Entries from a collection
________________
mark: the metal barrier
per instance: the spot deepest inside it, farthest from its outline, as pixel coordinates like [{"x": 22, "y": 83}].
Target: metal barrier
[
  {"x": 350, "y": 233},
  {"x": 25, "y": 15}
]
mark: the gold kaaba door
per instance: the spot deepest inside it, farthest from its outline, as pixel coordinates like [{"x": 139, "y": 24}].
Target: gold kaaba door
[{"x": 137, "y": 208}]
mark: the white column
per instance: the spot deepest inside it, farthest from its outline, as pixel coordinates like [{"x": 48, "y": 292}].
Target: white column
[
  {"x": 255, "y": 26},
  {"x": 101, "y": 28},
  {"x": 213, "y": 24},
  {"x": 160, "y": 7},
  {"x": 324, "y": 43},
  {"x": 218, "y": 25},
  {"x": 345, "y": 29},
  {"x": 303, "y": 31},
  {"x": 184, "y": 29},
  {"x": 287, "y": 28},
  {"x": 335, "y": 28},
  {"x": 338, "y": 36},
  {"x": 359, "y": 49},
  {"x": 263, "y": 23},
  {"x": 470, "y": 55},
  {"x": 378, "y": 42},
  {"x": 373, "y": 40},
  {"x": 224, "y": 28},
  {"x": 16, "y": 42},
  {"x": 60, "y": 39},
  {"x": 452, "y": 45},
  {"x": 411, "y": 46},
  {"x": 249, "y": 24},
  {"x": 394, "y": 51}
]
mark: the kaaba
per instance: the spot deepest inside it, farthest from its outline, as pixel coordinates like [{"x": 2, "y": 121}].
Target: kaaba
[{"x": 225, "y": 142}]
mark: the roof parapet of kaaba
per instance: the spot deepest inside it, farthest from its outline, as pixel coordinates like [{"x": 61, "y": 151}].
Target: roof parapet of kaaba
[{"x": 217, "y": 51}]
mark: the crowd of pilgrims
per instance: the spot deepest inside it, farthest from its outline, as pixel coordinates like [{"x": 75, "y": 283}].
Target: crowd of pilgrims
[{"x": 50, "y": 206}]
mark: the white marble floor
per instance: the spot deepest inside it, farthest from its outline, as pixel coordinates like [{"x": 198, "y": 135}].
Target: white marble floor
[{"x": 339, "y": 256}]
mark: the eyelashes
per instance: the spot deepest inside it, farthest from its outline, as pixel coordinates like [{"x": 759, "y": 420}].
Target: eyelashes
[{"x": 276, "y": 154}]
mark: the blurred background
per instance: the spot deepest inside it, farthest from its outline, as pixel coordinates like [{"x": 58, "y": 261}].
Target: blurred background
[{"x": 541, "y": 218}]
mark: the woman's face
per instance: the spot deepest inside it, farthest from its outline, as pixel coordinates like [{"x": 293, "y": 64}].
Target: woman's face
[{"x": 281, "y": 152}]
________________
SHORT PROBLEM: Rewrite the rows between the line holding "mark: the eyelashes" and the end of the rows, inclusive, with 45 added to every answer coordinate.

EXERCISE SOLUTION:
mark: the eyelashes
per instance: the spot deepest inside it, farthest from its outline, as pixel coordinates like [{"x": 759, "y": 420}].
Target: eyelashes
[{"x": 321, "y": 199}]
mark: the blurred background
per instance: the spot deepest inside it, farthest from its outline, as pixel coordinates like [{"x": 58, "y": 261}].
Target: blurred background
[{"x": 586, "y": 263}]
mark: the woman's face
per instance: the spot deepest inside it, farthest from its outline, as pixel coordinates like [{"x": 293, "y": 64}].
Target: woman's face
[{"x": 326, "y": 197}]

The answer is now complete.